# [Task details]
Extract every line of the material that holds the string "below".

Start of Block

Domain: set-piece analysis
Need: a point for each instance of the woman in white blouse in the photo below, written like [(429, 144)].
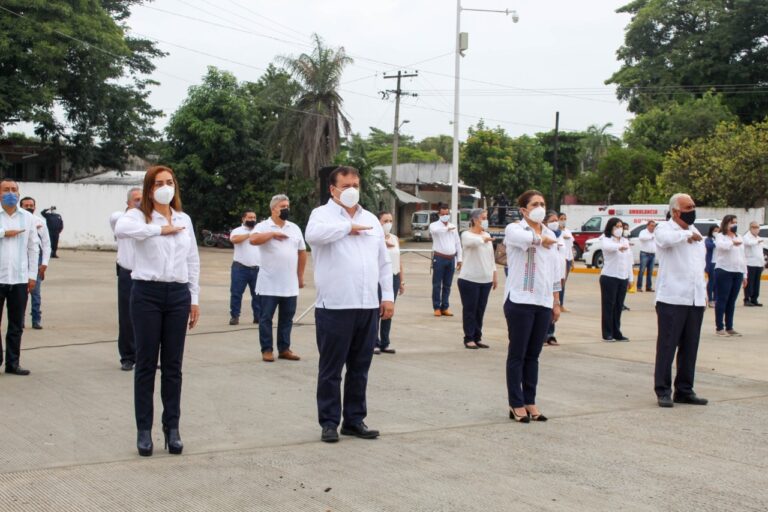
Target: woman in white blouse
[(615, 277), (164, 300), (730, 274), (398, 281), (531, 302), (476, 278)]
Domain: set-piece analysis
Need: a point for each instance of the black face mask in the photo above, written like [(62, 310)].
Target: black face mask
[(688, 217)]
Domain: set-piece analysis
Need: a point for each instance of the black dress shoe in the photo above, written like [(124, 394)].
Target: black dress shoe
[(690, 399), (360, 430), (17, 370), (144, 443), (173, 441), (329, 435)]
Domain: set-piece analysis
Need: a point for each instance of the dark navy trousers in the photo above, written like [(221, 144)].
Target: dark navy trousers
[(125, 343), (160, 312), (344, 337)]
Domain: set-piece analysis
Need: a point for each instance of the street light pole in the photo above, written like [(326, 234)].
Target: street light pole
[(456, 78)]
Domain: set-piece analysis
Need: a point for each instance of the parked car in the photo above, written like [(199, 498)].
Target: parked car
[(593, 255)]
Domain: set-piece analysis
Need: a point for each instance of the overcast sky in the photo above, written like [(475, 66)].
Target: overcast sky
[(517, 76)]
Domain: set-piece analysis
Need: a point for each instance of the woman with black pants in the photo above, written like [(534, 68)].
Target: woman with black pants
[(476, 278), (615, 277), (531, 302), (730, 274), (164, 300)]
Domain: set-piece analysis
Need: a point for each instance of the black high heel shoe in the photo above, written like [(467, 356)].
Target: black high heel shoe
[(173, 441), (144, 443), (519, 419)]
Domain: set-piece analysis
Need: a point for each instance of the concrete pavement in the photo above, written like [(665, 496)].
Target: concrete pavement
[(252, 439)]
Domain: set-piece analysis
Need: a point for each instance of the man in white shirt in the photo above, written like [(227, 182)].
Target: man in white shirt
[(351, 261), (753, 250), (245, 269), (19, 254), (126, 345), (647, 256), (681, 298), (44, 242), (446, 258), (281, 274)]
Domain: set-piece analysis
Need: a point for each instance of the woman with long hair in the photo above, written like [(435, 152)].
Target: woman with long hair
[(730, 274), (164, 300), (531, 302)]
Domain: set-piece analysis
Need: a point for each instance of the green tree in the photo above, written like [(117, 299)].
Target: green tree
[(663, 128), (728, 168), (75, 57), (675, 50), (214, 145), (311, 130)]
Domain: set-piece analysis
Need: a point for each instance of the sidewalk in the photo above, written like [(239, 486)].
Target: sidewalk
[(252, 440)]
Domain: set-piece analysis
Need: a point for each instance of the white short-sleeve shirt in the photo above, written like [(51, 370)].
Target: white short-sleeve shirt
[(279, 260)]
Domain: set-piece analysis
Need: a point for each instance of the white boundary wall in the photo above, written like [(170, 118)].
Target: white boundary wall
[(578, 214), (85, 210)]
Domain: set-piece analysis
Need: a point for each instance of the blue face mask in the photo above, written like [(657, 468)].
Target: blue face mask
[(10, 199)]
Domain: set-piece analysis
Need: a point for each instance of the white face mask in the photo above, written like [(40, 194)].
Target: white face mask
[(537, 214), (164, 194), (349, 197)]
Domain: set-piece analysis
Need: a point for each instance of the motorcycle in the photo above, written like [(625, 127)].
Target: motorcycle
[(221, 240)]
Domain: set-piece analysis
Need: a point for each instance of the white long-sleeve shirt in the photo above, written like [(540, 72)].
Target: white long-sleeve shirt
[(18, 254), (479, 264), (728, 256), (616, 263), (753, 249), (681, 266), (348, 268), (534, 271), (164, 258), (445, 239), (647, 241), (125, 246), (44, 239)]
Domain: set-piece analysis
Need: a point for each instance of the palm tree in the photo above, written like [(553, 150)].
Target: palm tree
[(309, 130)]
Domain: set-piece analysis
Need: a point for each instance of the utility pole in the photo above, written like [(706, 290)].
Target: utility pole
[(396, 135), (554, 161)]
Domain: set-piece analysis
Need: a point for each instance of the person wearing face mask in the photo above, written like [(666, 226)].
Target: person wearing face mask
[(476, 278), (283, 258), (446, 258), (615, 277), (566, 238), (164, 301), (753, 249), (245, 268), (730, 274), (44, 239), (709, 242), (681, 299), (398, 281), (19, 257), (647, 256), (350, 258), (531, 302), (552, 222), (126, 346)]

End of Block
Start of Block

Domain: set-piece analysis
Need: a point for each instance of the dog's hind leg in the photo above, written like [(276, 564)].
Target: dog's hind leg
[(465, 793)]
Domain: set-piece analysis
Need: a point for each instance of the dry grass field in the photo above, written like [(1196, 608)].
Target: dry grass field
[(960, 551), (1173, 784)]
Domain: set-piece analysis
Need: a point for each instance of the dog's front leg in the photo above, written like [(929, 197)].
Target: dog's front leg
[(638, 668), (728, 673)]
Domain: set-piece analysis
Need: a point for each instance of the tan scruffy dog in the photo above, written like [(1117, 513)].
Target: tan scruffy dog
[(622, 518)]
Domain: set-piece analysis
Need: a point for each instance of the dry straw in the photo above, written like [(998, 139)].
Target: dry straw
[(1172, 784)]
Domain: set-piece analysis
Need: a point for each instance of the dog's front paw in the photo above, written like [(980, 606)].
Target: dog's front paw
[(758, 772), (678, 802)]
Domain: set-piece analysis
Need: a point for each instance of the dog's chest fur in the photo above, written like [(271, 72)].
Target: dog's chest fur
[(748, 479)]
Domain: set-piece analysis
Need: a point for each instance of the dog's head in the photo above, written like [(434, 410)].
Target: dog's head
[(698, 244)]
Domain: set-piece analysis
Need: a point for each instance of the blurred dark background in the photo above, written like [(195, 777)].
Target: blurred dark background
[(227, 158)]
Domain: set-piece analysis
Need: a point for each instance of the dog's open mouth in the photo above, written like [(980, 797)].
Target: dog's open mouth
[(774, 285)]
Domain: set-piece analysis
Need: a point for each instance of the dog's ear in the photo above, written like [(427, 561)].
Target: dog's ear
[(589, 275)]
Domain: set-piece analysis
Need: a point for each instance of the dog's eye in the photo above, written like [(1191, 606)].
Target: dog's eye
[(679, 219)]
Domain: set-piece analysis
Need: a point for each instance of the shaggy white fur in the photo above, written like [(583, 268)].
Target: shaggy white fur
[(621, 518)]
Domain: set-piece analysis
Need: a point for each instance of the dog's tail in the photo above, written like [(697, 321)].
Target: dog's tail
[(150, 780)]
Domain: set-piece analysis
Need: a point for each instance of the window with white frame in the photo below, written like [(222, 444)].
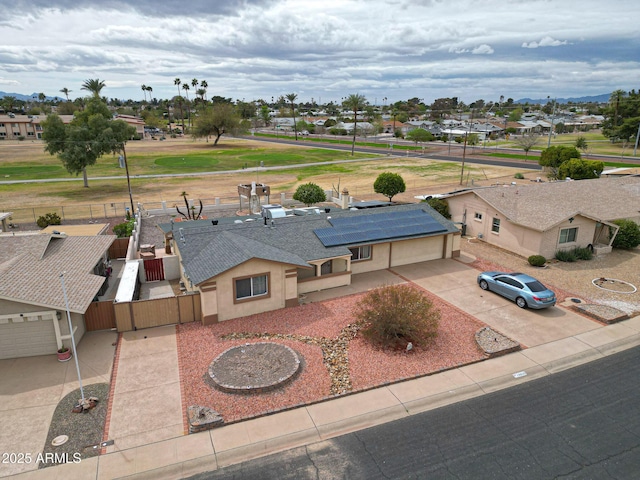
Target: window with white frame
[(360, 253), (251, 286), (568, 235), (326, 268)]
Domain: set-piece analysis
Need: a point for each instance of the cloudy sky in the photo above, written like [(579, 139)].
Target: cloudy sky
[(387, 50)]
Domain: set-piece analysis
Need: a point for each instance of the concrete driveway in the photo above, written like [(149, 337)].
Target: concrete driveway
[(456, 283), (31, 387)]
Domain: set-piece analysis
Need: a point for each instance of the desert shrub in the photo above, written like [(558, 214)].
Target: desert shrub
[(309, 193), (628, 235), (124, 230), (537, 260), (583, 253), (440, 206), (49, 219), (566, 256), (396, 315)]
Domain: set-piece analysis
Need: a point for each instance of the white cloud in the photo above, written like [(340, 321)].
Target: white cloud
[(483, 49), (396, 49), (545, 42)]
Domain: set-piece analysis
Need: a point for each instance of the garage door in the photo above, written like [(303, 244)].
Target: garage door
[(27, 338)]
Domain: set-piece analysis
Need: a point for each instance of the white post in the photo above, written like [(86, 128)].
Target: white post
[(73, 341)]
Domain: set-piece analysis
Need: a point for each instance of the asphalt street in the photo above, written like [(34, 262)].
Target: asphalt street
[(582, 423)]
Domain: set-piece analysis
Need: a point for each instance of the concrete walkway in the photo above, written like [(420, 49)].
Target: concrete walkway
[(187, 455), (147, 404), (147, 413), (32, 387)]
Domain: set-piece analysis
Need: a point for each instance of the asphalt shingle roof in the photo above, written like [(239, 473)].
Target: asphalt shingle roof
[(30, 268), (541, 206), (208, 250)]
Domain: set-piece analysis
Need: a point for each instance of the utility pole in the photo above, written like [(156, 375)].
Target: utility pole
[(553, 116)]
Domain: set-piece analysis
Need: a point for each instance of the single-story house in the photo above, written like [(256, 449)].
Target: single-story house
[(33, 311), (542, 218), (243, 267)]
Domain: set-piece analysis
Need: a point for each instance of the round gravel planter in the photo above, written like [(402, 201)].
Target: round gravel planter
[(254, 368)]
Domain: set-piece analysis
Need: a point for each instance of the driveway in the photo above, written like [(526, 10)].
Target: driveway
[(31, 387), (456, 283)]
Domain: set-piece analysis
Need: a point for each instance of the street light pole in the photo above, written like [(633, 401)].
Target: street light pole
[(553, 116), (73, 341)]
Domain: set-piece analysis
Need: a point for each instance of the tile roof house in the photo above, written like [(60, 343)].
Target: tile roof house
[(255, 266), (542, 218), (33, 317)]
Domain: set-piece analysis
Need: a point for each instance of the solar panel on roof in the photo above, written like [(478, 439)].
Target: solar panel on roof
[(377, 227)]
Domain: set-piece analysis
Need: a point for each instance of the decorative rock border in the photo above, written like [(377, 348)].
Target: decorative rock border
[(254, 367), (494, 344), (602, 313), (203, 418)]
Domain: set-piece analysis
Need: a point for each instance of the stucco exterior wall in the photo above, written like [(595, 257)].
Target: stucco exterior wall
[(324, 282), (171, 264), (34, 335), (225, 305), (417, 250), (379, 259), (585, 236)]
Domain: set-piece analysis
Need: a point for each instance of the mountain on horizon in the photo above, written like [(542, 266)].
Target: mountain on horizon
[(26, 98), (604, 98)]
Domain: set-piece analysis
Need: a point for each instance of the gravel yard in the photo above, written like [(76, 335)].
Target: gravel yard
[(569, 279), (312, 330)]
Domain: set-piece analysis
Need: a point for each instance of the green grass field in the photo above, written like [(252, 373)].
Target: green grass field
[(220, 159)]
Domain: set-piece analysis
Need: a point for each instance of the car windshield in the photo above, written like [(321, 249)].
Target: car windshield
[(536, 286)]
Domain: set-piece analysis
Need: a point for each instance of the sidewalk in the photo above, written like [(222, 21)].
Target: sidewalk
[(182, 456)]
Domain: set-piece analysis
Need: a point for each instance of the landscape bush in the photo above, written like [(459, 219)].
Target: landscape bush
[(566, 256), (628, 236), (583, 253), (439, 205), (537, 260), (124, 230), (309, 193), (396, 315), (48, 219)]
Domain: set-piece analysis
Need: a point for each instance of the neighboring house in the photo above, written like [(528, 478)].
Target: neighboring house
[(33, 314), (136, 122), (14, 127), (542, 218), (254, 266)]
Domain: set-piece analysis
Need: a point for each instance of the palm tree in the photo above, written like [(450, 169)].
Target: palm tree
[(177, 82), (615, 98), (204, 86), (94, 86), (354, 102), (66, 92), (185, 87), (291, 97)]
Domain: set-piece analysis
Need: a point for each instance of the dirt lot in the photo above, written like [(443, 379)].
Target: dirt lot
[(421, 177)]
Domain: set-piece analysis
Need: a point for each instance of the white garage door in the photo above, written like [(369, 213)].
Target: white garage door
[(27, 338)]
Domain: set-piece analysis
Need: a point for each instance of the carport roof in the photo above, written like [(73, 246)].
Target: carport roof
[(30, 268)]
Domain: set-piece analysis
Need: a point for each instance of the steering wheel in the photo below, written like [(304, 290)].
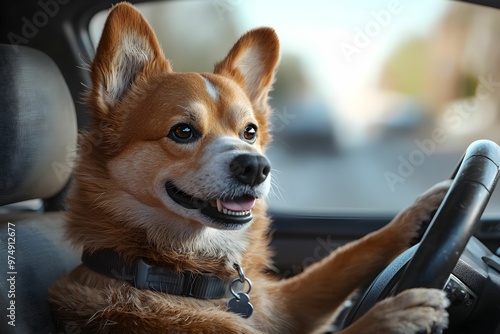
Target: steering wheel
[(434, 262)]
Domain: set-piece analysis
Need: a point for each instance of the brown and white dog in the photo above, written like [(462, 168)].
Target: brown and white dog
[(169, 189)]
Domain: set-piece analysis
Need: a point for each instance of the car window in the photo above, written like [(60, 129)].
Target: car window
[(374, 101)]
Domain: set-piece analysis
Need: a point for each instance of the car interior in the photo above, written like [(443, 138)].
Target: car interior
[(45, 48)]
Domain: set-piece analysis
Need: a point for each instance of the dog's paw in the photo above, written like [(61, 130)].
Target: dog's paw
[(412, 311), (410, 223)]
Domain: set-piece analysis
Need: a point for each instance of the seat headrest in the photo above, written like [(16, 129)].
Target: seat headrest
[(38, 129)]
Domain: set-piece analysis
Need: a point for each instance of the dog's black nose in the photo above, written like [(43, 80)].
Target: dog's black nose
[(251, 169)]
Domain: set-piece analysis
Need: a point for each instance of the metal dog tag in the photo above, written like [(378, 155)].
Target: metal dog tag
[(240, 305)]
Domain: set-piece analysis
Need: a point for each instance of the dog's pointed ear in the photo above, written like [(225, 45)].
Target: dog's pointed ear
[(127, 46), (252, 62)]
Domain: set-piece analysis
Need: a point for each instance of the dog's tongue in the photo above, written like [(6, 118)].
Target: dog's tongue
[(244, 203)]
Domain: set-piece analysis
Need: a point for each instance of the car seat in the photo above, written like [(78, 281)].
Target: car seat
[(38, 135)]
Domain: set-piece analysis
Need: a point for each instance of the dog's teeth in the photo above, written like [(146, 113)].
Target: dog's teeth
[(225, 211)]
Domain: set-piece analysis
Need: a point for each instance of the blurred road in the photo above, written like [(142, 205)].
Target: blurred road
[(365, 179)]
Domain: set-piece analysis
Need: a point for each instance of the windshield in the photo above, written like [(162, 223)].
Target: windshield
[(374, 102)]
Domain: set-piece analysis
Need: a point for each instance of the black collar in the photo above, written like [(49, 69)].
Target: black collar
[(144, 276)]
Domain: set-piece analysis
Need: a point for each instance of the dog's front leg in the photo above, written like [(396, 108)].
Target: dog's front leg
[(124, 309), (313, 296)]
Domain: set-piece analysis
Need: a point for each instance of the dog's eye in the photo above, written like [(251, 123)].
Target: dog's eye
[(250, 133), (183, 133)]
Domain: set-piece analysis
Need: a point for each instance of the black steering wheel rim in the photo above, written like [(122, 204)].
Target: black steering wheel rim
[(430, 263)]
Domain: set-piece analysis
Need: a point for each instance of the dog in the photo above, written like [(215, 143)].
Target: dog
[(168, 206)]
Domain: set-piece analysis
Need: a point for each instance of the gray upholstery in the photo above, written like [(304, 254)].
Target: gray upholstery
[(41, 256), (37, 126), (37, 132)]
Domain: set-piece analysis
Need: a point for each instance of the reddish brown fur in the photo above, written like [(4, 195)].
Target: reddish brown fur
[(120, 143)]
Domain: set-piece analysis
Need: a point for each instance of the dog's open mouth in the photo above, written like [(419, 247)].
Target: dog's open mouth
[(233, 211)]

End of Block
Start of Block

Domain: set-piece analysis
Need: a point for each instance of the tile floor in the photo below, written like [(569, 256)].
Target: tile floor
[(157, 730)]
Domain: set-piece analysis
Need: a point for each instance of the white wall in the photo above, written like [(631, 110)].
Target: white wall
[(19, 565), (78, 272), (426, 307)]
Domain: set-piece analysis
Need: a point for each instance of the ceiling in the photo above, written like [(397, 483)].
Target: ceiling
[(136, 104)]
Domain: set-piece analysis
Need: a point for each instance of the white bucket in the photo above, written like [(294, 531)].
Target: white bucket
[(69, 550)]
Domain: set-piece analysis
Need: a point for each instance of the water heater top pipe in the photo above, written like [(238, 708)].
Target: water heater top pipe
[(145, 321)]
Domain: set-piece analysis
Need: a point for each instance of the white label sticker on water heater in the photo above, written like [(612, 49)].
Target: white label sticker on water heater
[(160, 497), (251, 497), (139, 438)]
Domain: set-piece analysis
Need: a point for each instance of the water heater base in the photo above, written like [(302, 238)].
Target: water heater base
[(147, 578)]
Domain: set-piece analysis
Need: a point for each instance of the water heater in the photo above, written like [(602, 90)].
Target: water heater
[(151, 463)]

End of Block

# [Result]
Need: a point for each instance of the woman in white blouse in the photo below, written like [(429, 144)].
Need: a point for each instance of the window with white frame in the photo below, written like [(222, 444)].
Need: a point for each instance of the steering wheel in the photo below, written like [(304, 290)].
Need: a point for each instance of the tile floor in the photo below, written like [(569, 256)].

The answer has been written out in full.